▶ Document passage:
-- begin --

# Learning the PU Method



## phatman492 (Feb 17, 2016)

Out of *ALL* the topics for this exam, I just cannot get the pu method down. I don't know why the concept is so abstract, but I hear it's supposed to be an easy way to solve for short circuit (fault) current.

I had little to no exposure to the pu method in college (which is now 10+ years ago), so I'm acting/feeling as if I never really learned it.  Is there anyone/anything that can help me learn and understand this to be able to solve test problems? 

Maybe there's a book or guide that is good enough to teach the fundamentals, possibly with an eye towards knowing how to use it when it comes to solving test problems? 

I learned the MVA method really easily, but I KNOW there will be several problems that you MUST use the pu method to solve the problem. Any help would be greatly appreciated. I truly am desperate here. Thanks in advance.


----------



## TWJ PE (Feb 17, 2016)

Try this for a start (towards the bottom from Complex Imaginary).

http://www.compleximaginary.com/videos/

Taking the exam in Houston in April?


----------



## phatman492 (Feb 17, 2016)

-- end --

▶ Data provided:
-- begin --

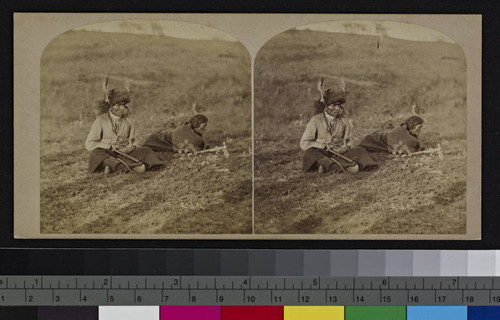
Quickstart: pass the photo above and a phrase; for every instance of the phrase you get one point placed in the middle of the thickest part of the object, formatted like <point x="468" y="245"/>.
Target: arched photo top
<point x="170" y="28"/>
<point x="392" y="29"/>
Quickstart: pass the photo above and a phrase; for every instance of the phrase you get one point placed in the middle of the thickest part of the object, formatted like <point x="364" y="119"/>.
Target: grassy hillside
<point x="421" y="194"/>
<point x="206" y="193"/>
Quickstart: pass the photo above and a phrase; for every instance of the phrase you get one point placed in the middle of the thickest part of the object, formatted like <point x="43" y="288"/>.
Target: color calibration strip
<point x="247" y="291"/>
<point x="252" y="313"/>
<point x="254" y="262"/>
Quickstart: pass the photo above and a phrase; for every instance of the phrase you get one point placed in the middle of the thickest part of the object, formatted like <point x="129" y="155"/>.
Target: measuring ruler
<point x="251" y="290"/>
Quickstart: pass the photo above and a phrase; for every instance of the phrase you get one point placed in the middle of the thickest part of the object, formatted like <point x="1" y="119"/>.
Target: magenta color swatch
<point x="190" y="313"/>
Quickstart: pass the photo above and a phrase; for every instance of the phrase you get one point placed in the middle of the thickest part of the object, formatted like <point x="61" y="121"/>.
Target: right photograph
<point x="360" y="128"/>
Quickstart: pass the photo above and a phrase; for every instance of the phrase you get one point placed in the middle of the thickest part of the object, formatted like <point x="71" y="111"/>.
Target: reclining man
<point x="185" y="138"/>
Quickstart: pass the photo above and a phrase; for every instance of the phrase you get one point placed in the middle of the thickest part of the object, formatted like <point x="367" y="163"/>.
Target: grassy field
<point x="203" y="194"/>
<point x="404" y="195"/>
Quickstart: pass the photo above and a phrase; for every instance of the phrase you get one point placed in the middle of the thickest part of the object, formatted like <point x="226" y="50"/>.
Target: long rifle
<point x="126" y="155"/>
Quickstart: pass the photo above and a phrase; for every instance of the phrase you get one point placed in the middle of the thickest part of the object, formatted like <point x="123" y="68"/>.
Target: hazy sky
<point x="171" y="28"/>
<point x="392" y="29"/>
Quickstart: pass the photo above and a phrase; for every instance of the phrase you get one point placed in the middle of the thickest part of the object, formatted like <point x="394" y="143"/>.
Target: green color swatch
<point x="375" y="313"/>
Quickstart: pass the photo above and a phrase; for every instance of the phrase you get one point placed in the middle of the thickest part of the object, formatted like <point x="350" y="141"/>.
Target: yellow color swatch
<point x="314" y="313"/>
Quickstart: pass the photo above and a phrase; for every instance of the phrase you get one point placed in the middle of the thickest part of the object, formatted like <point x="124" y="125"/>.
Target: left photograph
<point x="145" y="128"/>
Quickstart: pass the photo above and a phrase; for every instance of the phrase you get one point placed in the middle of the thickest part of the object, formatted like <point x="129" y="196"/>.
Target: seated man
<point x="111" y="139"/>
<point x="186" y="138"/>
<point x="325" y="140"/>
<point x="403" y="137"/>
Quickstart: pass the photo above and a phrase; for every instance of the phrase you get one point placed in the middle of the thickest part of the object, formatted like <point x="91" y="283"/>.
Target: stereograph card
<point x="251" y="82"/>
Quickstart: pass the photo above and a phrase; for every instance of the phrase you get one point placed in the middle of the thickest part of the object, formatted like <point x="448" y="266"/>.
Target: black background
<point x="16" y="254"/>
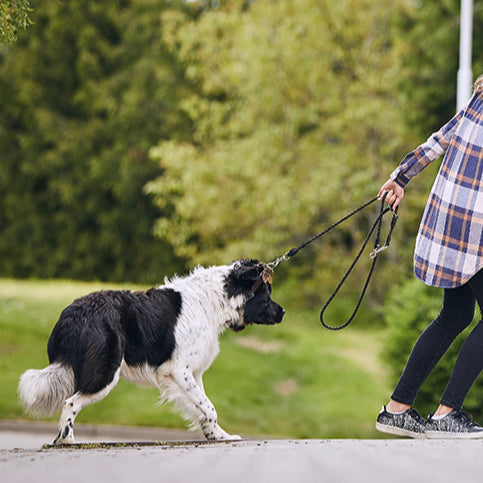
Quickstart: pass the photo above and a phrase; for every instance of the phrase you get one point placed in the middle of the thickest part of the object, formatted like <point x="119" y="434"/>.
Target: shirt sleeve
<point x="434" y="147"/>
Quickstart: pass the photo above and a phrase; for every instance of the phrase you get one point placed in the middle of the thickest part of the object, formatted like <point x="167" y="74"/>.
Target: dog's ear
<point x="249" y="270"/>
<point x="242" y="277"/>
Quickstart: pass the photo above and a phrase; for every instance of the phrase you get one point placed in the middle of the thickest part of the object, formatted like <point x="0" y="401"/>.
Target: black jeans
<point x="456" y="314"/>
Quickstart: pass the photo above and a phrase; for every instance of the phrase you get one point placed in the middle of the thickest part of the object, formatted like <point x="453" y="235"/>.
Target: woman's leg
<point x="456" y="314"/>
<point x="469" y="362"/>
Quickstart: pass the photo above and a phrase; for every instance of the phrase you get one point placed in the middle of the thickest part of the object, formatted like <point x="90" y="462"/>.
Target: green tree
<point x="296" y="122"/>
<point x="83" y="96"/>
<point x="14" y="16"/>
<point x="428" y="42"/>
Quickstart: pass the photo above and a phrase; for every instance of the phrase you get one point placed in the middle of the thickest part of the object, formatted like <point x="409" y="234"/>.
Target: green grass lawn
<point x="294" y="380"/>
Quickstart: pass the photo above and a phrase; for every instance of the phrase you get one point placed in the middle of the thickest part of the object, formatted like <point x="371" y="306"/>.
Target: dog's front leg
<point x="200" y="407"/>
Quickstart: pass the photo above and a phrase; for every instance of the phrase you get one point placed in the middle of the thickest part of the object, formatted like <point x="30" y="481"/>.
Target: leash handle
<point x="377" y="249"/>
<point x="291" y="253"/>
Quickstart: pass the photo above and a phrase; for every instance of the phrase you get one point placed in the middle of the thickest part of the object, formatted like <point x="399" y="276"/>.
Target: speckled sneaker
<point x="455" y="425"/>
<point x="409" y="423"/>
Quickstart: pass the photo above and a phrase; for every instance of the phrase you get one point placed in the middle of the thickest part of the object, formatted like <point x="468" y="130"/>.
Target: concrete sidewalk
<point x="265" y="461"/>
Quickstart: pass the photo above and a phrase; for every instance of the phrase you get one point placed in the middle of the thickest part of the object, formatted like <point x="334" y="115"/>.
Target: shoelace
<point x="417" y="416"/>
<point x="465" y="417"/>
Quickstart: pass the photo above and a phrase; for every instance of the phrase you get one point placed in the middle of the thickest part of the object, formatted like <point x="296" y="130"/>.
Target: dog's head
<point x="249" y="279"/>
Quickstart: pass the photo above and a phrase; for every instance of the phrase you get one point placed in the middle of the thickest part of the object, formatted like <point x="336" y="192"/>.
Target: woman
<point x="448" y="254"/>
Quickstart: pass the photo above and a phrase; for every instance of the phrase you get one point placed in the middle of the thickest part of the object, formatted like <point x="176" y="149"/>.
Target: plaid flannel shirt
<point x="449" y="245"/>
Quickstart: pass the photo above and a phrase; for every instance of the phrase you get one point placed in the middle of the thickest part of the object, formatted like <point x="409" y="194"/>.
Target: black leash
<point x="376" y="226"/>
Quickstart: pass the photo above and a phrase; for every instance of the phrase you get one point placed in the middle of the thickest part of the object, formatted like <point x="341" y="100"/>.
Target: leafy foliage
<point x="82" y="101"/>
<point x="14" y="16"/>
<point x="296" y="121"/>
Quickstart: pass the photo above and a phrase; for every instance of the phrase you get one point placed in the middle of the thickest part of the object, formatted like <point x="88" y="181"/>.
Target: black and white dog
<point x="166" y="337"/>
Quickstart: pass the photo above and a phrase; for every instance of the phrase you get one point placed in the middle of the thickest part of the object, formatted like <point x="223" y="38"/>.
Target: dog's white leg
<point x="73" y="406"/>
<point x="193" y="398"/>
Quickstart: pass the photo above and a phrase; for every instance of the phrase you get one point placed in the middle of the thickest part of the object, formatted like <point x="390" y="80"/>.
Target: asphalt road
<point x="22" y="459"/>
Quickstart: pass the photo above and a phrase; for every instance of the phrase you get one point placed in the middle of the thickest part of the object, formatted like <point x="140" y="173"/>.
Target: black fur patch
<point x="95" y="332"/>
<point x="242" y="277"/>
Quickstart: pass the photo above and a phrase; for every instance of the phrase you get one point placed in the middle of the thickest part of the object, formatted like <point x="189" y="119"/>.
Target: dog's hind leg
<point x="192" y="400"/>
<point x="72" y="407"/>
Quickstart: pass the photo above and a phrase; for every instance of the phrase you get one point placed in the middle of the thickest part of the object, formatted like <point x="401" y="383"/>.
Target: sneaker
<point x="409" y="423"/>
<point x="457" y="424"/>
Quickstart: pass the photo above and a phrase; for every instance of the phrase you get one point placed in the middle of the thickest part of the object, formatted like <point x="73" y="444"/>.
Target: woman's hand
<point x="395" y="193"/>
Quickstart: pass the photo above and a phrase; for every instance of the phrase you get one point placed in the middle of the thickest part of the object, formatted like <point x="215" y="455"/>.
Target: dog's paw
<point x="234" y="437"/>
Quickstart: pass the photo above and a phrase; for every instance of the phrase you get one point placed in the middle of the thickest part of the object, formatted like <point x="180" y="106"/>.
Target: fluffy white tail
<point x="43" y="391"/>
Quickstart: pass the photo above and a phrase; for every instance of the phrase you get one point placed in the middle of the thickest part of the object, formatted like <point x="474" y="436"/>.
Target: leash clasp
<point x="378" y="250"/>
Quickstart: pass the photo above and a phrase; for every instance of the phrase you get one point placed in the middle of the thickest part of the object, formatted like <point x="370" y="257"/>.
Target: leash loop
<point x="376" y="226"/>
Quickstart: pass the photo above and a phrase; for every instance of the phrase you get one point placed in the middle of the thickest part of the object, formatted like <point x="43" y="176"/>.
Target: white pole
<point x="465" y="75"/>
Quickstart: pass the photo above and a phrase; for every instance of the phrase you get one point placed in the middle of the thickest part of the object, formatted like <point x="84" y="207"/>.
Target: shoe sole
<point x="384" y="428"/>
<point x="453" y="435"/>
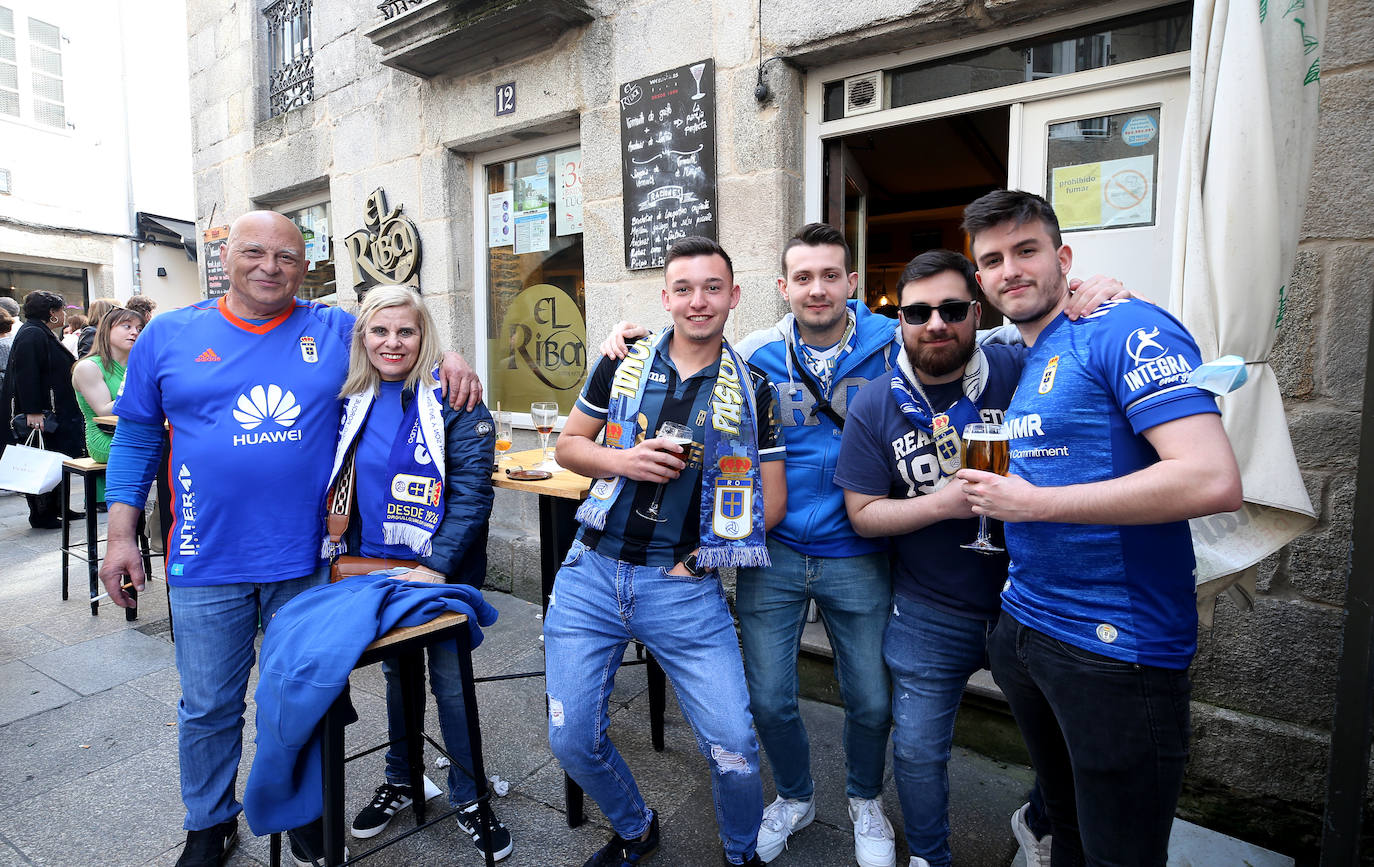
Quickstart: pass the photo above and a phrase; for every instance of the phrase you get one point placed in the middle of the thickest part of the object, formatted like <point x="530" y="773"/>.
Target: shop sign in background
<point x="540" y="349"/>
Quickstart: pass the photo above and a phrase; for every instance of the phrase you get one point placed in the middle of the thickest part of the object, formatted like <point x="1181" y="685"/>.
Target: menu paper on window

-- end --

▶ Challenge 1: Return every line of the records that contains the word "photograph".
▶ Challenge 2: Continue the forum thread about learning the PU method from the point where it stops.

▶ Expected output 1:
Target: right photograph
Target: left photograph

▶ Expected output 2:
W9TWJ, thank you so much. I have actually watched all of these videos from Complex Imaginary, but I will watch them again as I almost forgot they were there.  Maybe repetition is the key on this.  I am taking the exam in Houston in April.  I feel like there are so many things that can be asked that I'm not sure if my coverage of the exam is going to be good enough.  I will be taking the Test masters course also.  Maybe they can shed some light on the pu method also.


----------



## TWJ PE (Feb 17, 2016)

I'll be at NRG too in April! Best of luck...


----------



## supapowa (Mar 3, 2016)

Ha, small world, I'll be taking the test at NRG in April too, and test masters starting tomorrow, see you there phatman


----------



## trainrider (Mar 7, 2016)

Here is a good document on PU method / Point-to-point method from Cooper Bussman.

Besides the article on MVA method ("Short Circuit ABC") does anyone know what other references describes the MVA method and provides examples?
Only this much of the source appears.